• **Your task**
The answer must restate every record word for word.
++++ Records provided ++++
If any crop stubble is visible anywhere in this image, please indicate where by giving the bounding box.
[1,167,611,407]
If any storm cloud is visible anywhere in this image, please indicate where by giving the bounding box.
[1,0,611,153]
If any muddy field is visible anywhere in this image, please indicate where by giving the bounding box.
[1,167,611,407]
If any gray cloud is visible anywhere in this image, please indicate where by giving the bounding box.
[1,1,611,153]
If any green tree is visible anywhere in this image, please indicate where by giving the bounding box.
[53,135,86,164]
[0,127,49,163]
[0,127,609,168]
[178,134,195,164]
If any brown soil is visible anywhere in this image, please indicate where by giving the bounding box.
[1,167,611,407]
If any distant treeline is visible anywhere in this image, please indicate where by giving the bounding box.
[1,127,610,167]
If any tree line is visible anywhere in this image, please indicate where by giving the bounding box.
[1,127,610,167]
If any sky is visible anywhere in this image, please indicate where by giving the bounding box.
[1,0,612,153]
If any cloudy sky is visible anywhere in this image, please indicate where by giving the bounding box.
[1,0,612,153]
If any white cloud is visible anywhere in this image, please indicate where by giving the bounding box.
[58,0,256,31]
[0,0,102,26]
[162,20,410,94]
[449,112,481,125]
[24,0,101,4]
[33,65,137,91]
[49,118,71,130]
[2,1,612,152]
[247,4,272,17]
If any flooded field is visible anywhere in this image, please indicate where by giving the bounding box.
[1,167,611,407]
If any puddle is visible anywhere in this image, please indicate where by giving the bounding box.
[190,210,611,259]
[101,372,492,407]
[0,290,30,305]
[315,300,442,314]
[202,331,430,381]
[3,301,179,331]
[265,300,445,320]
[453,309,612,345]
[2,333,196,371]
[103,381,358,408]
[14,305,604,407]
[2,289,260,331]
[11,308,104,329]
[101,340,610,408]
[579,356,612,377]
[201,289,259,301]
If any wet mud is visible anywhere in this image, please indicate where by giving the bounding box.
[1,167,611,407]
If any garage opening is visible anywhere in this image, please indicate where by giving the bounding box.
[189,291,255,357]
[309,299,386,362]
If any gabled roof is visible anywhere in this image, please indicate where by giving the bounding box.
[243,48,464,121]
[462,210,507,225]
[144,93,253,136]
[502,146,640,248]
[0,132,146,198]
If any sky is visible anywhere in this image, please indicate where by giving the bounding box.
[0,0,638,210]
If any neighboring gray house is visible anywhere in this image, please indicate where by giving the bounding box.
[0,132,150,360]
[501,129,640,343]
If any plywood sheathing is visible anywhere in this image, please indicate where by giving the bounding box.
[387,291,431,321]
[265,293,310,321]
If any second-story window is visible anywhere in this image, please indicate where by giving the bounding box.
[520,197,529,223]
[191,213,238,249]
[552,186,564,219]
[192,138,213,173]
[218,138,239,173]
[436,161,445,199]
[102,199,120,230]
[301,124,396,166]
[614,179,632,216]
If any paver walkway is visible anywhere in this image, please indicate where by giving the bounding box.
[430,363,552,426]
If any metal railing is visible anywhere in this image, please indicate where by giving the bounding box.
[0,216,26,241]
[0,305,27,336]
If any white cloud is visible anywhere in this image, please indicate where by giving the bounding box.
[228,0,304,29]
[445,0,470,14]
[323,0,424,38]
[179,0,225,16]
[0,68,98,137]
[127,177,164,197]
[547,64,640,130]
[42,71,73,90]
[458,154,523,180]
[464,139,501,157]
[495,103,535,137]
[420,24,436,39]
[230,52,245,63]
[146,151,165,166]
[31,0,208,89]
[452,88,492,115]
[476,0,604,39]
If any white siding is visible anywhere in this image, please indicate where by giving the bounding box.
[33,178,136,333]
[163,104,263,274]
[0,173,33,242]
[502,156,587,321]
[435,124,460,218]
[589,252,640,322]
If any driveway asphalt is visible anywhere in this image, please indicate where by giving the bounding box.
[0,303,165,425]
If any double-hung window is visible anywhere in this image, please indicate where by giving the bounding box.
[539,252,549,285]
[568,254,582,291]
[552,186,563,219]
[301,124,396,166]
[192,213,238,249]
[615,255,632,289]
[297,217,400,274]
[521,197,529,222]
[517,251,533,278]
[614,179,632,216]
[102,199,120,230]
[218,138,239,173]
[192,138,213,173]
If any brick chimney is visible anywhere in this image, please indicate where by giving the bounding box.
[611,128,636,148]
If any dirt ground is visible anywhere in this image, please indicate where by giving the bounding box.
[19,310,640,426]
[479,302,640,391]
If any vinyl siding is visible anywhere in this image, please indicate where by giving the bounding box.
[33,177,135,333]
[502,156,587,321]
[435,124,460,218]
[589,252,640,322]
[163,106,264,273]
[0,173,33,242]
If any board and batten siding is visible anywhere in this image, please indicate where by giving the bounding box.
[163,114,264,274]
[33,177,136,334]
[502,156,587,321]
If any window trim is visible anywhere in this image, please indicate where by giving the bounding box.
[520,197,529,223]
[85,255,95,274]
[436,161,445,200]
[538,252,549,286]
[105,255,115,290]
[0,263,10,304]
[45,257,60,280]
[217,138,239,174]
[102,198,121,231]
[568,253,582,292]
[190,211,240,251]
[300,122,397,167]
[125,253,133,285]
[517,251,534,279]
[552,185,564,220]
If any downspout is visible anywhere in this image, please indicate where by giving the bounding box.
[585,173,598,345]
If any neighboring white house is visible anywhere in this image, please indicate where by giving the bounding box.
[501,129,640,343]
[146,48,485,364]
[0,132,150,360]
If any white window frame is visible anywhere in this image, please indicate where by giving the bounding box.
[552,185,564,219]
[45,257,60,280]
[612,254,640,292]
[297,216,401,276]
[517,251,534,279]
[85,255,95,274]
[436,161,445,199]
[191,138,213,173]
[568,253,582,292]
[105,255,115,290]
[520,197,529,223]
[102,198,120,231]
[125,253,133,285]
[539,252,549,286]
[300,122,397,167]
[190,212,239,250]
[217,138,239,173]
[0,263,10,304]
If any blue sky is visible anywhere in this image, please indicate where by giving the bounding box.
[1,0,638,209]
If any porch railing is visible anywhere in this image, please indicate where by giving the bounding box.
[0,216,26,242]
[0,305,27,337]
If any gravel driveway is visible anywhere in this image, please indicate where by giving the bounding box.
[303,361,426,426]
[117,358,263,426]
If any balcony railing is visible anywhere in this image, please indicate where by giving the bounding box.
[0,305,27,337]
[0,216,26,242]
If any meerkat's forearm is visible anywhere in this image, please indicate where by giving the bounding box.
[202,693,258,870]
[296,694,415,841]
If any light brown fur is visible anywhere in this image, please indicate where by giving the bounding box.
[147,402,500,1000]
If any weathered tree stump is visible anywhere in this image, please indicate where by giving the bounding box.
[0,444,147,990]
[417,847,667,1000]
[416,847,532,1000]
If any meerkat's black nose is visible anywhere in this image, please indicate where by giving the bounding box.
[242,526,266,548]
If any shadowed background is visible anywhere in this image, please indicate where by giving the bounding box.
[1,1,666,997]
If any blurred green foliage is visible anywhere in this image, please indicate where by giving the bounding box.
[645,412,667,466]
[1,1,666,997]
++++
• **Answer for this exercise**
If any crop stubble is visible anywhere in this image, please indicate where by giving the bounding box.
[1,167,611,407]
If any storm cloud is visible anywhere in this image, please indicate where by giving the bounding box.
[1,0,611,153]
If any muddy field is visible anywhere in this image, please indicate where by giving the bounding box.
[1,167,611,407]
If any gray cloud is visible anywhere in this image, please indicate where by giving the bounding box.
[1,1,611,153]
If any green tree is visible anywhere in this image, please indicate where by giving the bounding box.
[53,135,86,164]
[0,127,49,163]
[0,127,609,168]
[178,134,195,164]
If any brown soil is visible anywhere in this image, please indicate where by giving the bounding box.
[1,167,611,407]
If any distant treeline is visible anywhere in this image, please indicate where by giving the bounding box.
[1,127,610,167]
If any tree line is visible anywhere in this image, please indicate where by giving the bounding box.
[1,127,610,167]
If any sky is visible anywhere in this image, please indicate where by giving the bounding box.
[1,0,612,153]
If any cloudy sky is visible anywhere in this image, please indicate where by giving the bounding box.
[1,0,612,153]
If any white cloud is visible anywhere in this image, please indicate where by giving the bounding box.
[58,0,256,31]
[0,0,102,26]
[162,20,410,94]
[449,112,481,125]
[24,0,101,4]
[33,65,137,91]
[49,118,71,130]
[2,1,612,152]
[247,4,272,17]
If any flooded field is visible anywhere in this image, please indicate where by giving the bounding box.
[1,167,611,407]
If any puddle is visible anywhere in this image, please indicate where by giving the bounding box.
[190,210,611,259]
[101,372,492,407]
[0,290,30,305]
[315,300,442,314]
[202,331,430,381]
[3,301,179,331]
[265,300,445,320]
[453,309,612,345]
[2,333,196,371]
[103,381,358,408]
[14,305,604,407]
[2,289,260,331]
[11,308,104,329]
[101,340,610,408]
[579,356,612,377]
[201,289,259,301]
If any wet mud is visible anywhere in this image, please indicate where by giving the bounding box.
[1,167,611,407]
If any garage opening is visible anywhere in this image, please indicate where by giving the bounding box.
[189,291,255,357]
[309,299,386,362]
If any gabled roof is visible anywhere in this image, please indicate where by giving the bounding box.
[243,48,464,121]
[462,210,507,225]
[144,93,253,136]
[502,146,640,248]
[0,132,146,198]
If any sky is visible anywhere in this image, please indicate where by giving the bounding box.
[0,0,638,210]
If any neighboring gray house is visible anywhere in this image, please indicate where by giving the bounding box.
[0,132,150,360]
[501,129,640,343]
If any plywood sheathing is visible anywhere in this image, please indicate where by giving the bounding box.
[387,291,431,321]
[265,293,310,321]
If any second-story window is visible anywhere in this image, please indicate where by giving the bounding box.
[520,197,529,223]
[191,213,238,249]
[552,186,564,219]
[192,138,213,173]
[218,138,239,173]
[436,161,445,199]
[102,199,120,230]
[301,124,396,166]
[614,179,632,216]
If any paver walkway is visible anywhere in this image, please indicate where by giving the bounding box.
[430,363,552,426]
If any metal railing is visible anywhere in this image, please indicate where by giving the bounding box.
[0,216,26,241]
[0,305,27,336]
If any white cloud is visible anywhere in this image, please indicate where by giving the bounding box.
[228,0,304,29]
[445,0,470,14]
[323,0,424,38]
[179,0,225,16]
[0,68,98,137]
[127,177,164,197]
[547,64,640,130]
[42,71,73,90]
[458,154,523,180]
[464,139,501,157]
[495,103,535,137]
[420,24,436,39]
[230,52,245,63]
[146,151,165,166]
[31,0,208,89]
[452,88,492,115]
[476,0,604,39]
If any white siding is visible anywhere in this image, please indicate where by giving the bounding box.
[33,178,136,333]
[163,104,263,274]
[0,173,33,242]
[502,156,587,321]
[435,124,460,218]
[589,252,640,322]
If any driveway asphalt is visible anywhere in this image, please indicate where by giving the bounding box.
[0,303,165,425]
If any double-hung window is visible anywhere in this image, please indicate where by giving the bounding box.
[539,252,549,285]
[568,254,582,291]
[552,186,563,219]
[301,124,396,166]
[192,213,238,249]
[615,255,632,289]
[297,217,400,274]
[521,197,529,222]
[517,251,533,278]
[614,179,632,216]
[102,199,120,230]
[218,138,239,173]
[192,138,213,173]
If any brick chimney is visible anywhere in this image, please indicate where by giving the bounding box.
[611,128,636,148]
If any dirt ground is visible anywhere in this image, please indicate where by giving the bounding box.
[19,310,640,426]
[479,302,640,391]
If any vinyl siding is visible anywhere in this image, please indicate where by giving the bounding box.
[33,177,135,333]
[502,156,587,321]
[435,124,460,218]
[589,252,640,322]
[163,106,264,273]
[0,173,33,242]
If any board and batten siding is visible anywhere in this image, please indicate where by giving the bounding box.
[163,114,264,274]
[33,177,136,334]
[502,156,587,321]
If any window trim is visible anywhere in this image, please indicate where by giving the bounding box.
[520,197,529,223]
[85,255,95,274]
[436,161,445,200]
[538,252,549,286]
[105,255,115,290]
[0,263,10,304]
[45,257,60,280]
[217,138,239,174]
[102,198,121,231]
[568,253,582,292]
[190,211,240,251]
[300,122,397,167]
[125,253,133,285]
[517,251,534,279]
[552,185,564,220]
If any downspout is visible anywhere in this image, please indicate where by giving the bounding box.
[585,173,598,345]
If any neighboring white house is visible anywhere in this image, please indicate where by giving the bounding box.
[501,129,640,343]
[146,48,485,364]
[0,132,150,360]
If any white window frame is visible anywhere in this image, please indicate where by giving the bounding box.
[552,185,564,219]
[45,257,60,280]
[612,254,640,292]
[297,216,401,276]
[517,251,534,279]
[85,255,95,274]
[436,161,445,199]
[191,138,213,173]
[568,253,582,292]
[105,255,115,290]
[520,197,529,223]
[102,198,120,231]
[125,253,133,285]
[539,252,549,286]
[300,122,397,167]
[190,212,239,250]
[217,138,239,173]
[0,263,10,304]
If any blue sky is visible anywhere in this image, please indicate where by giving the bounding box.
[1,0,638,209]
If any porch railing is visible anywhere in this image, please indicate where by giving the bounding box.
[0,216,26,242]
[0,305,27,337]
If any gravel driveway is visible anywhere in this image, please indicate where by giving the bounding box.
[303,361,426,426]
[117,358,263,426]
If any balcony railing is visible anywhere in this image, please indicate where by giving the bounding box.
[0,305,27,337]
[0,216,26,242]
If any meerkat's forearm is visible anywhere in this image, please indicate where by giving the bounding box.
[202,693,258,870]
[296,694,415,841]
If any light brown fur is visible anywhere in this image, please indicate where by giving the bounding box.
[147,402,500,1000]
If any weathered tree stump is visible anywhere in this image, please indicate where by giving the bounding box.
[0,444,147,990]
[417,847,667,1000]
[416,847,532,1000]
If any meerkat's black nose is visible anywhere in this image, please indicate where by giving the bounding box.
[242,526,266,548]
If any shadowed background is visible anywhere in this image, please indicate where by giving the bounding box.
[1,1,666,997]
If any blurred green foliage is visible anywhere in this image, please indicate where by giving the bounding box.
[645,412,667,466]
[1,1,666,997]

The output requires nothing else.